::: DATASET RECORDS :::
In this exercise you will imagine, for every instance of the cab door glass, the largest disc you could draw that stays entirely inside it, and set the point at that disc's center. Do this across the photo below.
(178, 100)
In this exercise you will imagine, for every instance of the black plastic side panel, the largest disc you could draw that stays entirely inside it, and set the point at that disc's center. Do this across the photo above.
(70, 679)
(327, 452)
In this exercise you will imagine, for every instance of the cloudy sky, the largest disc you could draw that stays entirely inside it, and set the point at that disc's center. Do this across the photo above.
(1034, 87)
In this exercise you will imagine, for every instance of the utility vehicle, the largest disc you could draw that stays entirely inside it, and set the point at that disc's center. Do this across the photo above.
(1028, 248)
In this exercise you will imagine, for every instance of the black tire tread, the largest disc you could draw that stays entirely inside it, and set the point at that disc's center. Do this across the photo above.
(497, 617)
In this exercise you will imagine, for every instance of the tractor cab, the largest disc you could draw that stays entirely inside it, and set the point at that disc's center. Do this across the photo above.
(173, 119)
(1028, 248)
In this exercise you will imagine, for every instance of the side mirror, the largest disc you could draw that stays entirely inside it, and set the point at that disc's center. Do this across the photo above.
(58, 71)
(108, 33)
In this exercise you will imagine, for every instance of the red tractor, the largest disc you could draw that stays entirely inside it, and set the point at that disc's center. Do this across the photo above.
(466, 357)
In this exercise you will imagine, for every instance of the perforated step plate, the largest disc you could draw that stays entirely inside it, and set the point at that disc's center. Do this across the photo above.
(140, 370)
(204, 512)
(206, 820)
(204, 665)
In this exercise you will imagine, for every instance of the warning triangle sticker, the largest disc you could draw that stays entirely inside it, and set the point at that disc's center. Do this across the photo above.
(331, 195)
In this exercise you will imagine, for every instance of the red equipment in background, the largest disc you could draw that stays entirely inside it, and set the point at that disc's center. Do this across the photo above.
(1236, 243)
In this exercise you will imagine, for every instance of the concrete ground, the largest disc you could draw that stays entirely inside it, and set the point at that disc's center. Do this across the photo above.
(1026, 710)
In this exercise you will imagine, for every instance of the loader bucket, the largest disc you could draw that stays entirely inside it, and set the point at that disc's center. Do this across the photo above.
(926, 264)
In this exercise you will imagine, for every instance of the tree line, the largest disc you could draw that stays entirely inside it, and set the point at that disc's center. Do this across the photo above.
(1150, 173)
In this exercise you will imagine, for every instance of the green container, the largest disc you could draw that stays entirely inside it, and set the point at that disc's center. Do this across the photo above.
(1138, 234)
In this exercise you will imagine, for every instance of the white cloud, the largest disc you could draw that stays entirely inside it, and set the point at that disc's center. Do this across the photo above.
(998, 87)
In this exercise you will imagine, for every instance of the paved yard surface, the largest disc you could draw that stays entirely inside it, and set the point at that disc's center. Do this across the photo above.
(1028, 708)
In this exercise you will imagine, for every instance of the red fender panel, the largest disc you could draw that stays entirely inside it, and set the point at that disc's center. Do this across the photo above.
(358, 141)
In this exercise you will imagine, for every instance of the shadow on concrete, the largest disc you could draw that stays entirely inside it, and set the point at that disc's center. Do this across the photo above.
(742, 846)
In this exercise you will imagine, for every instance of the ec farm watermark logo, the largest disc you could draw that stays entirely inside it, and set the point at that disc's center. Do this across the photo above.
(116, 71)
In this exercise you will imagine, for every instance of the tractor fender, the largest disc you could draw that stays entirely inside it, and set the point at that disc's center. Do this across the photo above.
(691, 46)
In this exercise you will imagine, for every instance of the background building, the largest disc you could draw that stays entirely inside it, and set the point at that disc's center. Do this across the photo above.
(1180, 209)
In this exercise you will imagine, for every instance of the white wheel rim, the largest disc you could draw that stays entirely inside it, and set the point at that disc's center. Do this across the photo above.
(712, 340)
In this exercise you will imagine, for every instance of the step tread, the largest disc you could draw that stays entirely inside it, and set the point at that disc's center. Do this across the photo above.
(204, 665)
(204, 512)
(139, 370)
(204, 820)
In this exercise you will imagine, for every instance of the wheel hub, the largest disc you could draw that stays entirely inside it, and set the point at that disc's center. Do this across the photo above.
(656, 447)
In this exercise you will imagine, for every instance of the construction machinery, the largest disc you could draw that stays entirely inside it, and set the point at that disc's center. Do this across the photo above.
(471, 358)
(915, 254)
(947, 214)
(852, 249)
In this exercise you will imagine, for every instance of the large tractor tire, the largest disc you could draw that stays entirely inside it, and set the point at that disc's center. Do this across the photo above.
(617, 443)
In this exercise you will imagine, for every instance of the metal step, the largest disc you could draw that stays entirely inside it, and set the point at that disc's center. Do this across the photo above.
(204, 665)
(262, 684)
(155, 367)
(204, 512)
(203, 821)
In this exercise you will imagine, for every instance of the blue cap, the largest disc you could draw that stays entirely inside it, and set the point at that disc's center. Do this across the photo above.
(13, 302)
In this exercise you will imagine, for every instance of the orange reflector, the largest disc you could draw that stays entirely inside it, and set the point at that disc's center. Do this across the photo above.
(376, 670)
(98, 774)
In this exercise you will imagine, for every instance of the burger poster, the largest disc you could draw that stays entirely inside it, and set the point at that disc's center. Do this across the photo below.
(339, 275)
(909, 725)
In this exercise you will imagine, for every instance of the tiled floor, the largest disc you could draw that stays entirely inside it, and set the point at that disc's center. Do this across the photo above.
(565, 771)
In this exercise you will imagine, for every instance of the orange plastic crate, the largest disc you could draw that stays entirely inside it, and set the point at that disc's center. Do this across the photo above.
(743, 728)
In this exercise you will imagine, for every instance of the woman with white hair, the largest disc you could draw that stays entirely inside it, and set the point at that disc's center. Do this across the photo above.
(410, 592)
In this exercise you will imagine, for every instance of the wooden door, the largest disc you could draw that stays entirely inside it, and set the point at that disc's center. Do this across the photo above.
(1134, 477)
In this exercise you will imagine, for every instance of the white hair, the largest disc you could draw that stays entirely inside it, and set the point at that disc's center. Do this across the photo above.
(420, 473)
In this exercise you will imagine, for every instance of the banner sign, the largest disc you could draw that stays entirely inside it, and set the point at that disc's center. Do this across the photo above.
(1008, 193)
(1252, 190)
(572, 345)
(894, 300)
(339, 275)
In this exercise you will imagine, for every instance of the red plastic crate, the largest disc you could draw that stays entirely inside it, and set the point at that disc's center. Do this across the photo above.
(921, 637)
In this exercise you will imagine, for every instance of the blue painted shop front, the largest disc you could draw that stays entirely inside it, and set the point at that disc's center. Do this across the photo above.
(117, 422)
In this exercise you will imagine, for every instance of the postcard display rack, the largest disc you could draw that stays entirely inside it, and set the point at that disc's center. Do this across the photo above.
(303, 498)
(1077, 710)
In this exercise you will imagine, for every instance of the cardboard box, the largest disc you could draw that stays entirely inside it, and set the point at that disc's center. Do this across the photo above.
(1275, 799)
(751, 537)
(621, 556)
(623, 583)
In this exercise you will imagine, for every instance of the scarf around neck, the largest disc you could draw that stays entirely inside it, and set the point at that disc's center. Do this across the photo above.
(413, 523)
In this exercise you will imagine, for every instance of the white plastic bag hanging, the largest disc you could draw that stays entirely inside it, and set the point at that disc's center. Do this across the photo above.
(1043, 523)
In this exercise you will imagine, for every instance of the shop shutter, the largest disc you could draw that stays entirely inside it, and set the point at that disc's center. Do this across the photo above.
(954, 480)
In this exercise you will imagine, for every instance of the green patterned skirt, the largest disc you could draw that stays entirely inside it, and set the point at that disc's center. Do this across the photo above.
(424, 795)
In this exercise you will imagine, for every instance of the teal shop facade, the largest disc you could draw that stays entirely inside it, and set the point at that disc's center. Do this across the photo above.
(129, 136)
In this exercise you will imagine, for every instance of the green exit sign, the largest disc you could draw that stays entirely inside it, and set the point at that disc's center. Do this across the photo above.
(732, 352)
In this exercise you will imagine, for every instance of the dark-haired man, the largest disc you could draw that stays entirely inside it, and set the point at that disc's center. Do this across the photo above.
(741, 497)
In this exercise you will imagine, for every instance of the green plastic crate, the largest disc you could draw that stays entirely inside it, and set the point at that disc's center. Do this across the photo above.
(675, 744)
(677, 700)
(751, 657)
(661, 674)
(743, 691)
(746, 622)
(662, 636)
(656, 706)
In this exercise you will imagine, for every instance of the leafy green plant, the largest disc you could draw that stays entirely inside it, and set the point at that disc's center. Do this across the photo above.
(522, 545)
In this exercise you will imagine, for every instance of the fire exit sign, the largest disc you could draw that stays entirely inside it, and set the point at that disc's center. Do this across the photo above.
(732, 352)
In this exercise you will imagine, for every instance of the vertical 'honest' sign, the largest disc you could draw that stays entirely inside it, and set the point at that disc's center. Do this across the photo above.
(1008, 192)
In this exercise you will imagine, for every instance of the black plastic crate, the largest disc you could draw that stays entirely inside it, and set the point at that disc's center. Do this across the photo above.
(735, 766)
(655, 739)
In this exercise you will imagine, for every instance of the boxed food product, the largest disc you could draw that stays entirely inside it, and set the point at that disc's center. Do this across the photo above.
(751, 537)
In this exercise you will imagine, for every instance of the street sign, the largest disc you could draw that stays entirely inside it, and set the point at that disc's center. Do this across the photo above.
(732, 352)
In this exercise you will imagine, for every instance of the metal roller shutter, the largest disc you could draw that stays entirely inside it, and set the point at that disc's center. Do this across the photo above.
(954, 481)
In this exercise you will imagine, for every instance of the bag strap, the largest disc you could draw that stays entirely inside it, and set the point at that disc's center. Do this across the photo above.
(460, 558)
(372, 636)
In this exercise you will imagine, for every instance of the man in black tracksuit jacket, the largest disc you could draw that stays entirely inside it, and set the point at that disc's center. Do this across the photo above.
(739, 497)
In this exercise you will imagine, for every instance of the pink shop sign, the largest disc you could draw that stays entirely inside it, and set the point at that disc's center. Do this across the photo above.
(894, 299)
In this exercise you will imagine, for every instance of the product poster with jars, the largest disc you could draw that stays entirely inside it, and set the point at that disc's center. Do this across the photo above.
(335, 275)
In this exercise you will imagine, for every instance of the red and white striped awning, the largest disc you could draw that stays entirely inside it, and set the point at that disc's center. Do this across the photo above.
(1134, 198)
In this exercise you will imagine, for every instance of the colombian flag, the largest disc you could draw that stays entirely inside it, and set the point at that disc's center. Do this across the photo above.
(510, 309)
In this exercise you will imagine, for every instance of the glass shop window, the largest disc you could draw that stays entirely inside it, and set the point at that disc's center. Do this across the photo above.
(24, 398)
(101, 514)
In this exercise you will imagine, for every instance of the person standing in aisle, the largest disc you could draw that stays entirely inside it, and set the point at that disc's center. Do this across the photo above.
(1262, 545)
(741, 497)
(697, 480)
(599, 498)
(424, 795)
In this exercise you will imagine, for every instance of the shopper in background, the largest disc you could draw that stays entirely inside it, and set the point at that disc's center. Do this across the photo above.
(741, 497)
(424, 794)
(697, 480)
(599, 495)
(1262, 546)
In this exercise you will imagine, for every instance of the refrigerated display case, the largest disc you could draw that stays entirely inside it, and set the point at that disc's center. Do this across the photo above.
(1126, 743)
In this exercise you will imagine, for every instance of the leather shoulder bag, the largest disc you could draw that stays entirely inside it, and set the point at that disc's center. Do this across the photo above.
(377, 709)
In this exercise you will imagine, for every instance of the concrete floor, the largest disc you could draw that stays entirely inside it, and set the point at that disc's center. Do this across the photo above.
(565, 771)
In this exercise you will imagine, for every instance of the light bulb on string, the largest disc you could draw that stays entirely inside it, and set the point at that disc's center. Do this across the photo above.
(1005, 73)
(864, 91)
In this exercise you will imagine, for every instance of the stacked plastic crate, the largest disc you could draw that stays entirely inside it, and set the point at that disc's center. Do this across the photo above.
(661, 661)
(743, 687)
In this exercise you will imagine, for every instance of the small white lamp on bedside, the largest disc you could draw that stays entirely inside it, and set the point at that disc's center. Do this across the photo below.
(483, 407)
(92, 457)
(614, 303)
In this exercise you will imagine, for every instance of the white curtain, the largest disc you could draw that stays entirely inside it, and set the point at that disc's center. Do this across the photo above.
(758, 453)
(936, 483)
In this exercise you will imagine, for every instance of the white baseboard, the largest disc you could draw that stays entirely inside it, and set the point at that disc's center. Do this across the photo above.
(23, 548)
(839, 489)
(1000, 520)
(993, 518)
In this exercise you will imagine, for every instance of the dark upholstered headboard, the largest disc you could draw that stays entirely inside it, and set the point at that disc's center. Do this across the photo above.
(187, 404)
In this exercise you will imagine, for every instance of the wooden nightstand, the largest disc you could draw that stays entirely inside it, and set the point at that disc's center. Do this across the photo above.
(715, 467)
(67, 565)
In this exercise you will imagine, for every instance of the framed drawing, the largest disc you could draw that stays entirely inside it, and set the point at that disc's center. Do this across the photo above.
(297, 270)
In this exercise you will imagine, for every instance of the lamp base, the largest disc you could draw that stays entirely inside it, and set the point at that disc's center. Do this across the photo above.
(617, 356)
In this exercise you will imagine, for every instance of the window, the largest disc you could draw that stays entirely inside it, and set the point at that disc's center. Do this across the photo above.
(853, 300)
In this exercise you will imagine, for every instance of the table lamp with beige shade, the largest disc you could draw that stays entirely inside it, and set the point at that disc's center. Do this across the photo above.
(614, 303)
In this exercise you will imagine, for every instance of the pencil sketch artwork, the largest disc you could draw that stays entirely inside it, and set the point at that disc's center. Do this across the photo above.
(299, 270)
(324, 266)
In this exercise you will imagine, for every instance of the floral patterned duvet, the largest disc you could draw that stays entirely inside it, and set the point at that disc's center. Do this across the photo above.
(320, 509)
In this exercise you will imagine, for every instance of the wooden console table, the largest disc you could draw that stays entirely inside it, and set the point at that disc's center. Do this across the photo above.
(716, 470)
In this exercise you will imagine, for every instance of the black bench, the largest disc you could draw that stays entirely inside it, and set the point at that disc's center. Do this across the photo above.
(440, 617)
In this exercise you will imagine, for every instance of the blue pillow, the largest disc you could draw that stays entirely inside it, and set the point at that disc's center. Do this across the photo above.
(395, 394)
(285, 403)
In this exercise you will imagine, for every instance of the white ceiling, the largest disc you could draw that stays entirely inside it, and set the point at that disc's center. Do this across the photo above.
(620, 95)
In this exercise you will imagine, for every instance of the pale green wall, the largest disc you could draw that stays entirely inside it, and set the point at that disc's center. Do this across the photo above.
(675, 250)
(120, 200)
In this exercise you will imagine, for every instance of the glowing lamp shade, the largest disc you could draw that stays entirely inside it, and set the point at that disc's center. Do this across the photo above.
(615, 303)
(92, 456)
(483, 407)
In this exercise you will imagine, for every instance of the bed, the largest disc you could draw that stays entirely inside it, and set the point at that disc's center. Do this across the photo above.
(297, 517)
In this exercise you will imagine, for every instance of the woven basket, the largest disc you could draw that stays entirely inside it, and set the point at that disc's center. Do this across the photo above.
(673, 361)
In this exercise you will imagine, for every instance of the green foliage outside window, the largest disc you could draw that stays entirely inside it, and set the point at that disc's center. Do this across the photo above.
:::
● **STATED TASK**
Everything from the line with "of the pale" to the end of the listing above needs to be duplicated exactly, both end lines included, with nothing more.

● **COMPLETE OUTPUT**
In this exercise you will imagine, for every instance of the pale green wall, the largest disc you could draw that stays entirely inside it, and set the point at that disc's center. Do this across the photo above.
(675, 250)
(120, 200)
In this exercise you will imagine, for every instance of the glowing lamp shade, the largest disc you could draw that stays entirely inside it, and set the point at that disc's center. Do this across the photo above.
(615, 303)
(92, 456)
(483, 407)
In this exercise you will imagine, for every instance of the bed, the largest disc you could draw that stays entirely inside it, and set the point at that disc's center. Do this across the photo above.
(297, 517)
In this exercise you will imagine, for every instance of the woven basket, the largest disc you could draw that stays entirely inside it, and set the point at that disc's center. Do this across the photo above.
(673, 361)
In this exercise you will imagine, for every instance of the green foliage outside window, the largest disc you could draw that stays entirely inside it, and set the point at that disc's center. Do this across the photo above.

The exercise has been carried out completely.